= REQUEST =
Quote exactly, and only, the lines from the one with "pocket in the photo above." through the end of the listing.

= TASK INPUTS =
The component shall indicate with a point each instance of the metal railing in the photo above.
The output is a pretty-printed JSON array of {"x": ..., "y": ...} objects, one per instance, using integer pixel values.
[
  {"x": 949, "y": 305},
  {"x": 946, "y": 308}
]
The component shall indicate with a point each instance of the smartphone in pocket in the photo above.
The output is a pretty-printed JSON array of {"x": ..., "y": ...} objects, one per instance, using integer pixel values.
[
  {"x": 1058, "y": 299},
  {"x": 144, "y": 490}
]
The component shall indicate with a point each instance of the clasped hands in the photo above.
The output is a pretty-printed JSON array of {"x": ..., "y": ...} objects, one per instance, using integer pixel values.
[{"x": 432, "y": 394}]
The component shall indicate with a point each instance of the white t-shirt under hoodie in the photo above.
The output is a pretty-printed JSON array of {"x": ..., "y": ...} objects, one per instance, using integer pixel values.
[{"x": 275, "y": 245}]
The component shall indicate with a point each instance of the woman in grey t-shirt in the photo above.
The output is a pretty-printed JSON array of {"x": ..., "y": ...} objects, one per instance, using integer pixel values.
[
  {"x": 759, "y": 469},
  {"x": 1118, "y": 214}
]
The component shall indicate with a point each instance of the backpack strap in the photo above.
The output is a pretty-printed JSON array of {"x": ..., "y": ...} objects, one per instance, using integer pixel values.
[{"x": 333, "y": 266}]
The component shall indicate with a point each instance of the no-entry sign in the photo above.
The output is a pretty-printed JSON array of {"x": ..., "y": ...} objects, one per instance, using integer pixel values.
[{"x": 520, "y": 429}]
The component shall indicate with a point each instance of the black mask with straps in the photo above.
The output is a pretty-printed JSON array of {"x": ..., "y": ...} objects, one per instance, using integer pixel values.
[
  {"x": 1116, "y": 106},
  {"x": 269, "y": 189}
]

= IN RESPONSE =
The component shall indicate with a point each instance of the smartphone in pocket in the photo above.
The output is a pretty-printed JSON array of {"x": ..., "y": ...} objects, one per instance, using integer pixel values.
[
  {"x": 1058, "y": 299},
  {"x": 144, "y": 490}
]
The component shall indicate with a point each instance of the clasped hands in the photo above.
The output is a pretty-printed JSON array of {"x": ..., "y": ...} objects, one per instance, using integer pixel values.
[{"x": 432, "y": 394}]
The component shall indicate with a point each instance of the white t-shirt under hoodie in the photo above.
The output is a pretty-printed JSON array of {"x": ..., "y": ...} objects, one per instance, using integer pixel values.
[{"x": 275, "y": 245}]
The component shall indicate with a point each instance of the woman in grey t-shirt in the photo above.
The output is a pretty-printed JSON array of {"x": ..., "y": ...} objects, one per instance, using integer pixel values.
[
  {"x": 759, "y": 469},
  {"x": 1118, "y": 214}
]
The component shall indicate with a point each instance of the backpack strap in the photo above.
The output is a pretty-printed JSON array of {"x": ..., "y": ...} objects, one per instance, using integer pixel values.
[{"x": 333, "y": 266}]
The component shall indicate with a point each instance of the no-entry sign in the photo above.
The output is a pretty-printed JSON array of {"x": ..., "y": ...} objects, one per instance, using integer pixel values.
[{"x": 520, "y": 429}]
The component shall indicate with a point each instance of the black mask with straps in the photo above.
The output is a pretty-printed JSON array of {"x": ..., "y": ...} objects, one per instance, using integer pixel values.
[
  {"x": 1116, "y": 106},
  {"x": 269, "y": 189}
]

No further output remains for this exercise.